Pedido por escrito 1: Indique se cada afirmação abaixo está de acordo com o texto sobre as prisões de cristãos no Sudão, respondendo sim ou não e citando literalmente as palavras do texto que decidem a questão. (a) Sete dos cristãos foram detidos em 21 de janeiro. (b) O grupo viajava de Madani para Barakat. (c) Os detidos foram interrogados durante duas semanas na Cela Militar Conjunta.
Pedido por escrito 2: Retome o texto sobre as prisões de cristãos no Sudão, dando-lhe prosseguimento a partir da última frase apresentada.

Trecho da fonte:
========
Entre janeiro e fevereiro, pelo menos 19 cristãos foram presos em diversas ocasiões na cidade sudanesa de Madani, dizem fontes locais. Elas relatam que sete deles foram detidos em 21 de janeiro por agentes de segurança ligados às Forças Armadas do Sudão (SAF).
O grupo estava viajando de Barakat para Madani, capital do estado de Al Jazirah, e foi acusado de apoiar as Forças de Apoio Rápido (RSF), uma organização paramilitar em conflito com as SAF desde abril de 2023.
Membros de diversas igrejas vinculadas ao Conselho de Igrejas do Sudão estavam a caminho de uma reunião de oração de ação de graças organizada pela Comissão Inter-Eclesiástica.
A cidade de Madani está localizada a 136 quilômetros a sudeste da capital, Cartum.
Cristãos negam acusações
O advogado Shinbago Mugaddam confirmou as prisões, relatando que os cristãos foram inicialmente detidos na Cela Militar Conjunta, em Madani. Lá, eles enfrentaram interrogatórios intensos por uma semana, antes de serem transferidos para a Prisão de Madani.
========
Informações fornecidas:

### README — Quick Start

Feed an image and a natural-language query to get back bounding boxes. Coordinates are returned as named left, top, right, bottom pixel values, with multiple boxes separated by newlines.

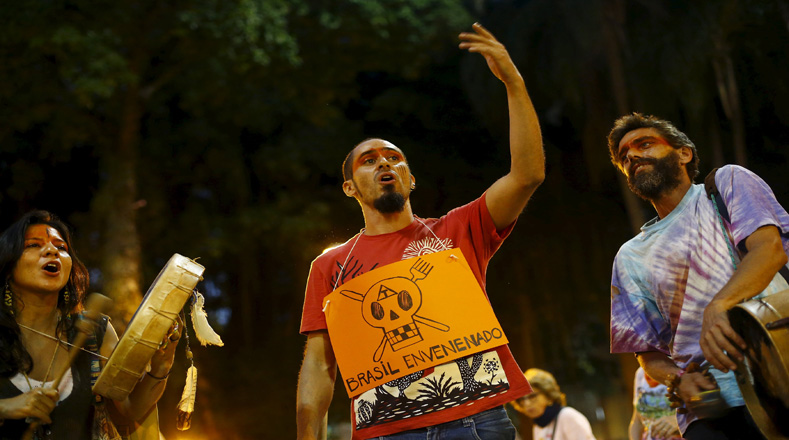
========
Resultado da tarefa 1:
(a) Sim: "sete deles foram detidos em 21 de janeiro".
(b) Não: "O grupo estava viajando de Barakat para Madani".
(c) Não: "enfrentaram interrogatórios intensos por uma semana".

Resultado da tarefa 2:
Ele mencionou os nomes dos cristãos presos, e todos negaram qualquer vínculo com a RSF.
Líderes da Igreja no Sudão afirmaram que não há provas de qualquer vínculo entre os cristãos presos e a RSF. Eles exigiram a libertação imediata dos detidos.
"Um grupo de líderes religiosos da região pediu, por meio de uma carta das igrejas locais, que os cristãos fossem libertados, já que não são apoiadores da RSF. No entanto, os cristãos continuam presos", disse Mugaddam ao Morning Star News.
Em Wad Rawah, a aproximadamente 94 quilômetros de Madani, 12 cristãos estão detidos desde janeiro, acusados de serem apoiadores da RSF. Segundo Mugaddam, o paradeiro deles permanece desconhecido.
Direitos cristãos
Organizações de direitos cristãos classificaram as prisões como parte de um esforço sistemático para erradicar o Cristianismo no Sudão.
"Isso é uma perseguição sistemática aos cristãos, que são presos sem serem levados a um tribunal para obter justiça", afirmou Mugaddam.
Em maio, o governo militar do Sudão promulgou uma lei que restaura os amplos poderes e imunidades dos agentes de inteligência, previamente retirados após a queda do presidente Omar al-Bashir em abril de 2019.
A Emenda de 2024 à Lei do Serviço Geral de Inteligência (GIS) concede autoridade para convocar e interrogar indivíduos, realizar vigilância e buscas, deter suspeitos e apreender bens, conforme relatado pelo Sudan War Monitor.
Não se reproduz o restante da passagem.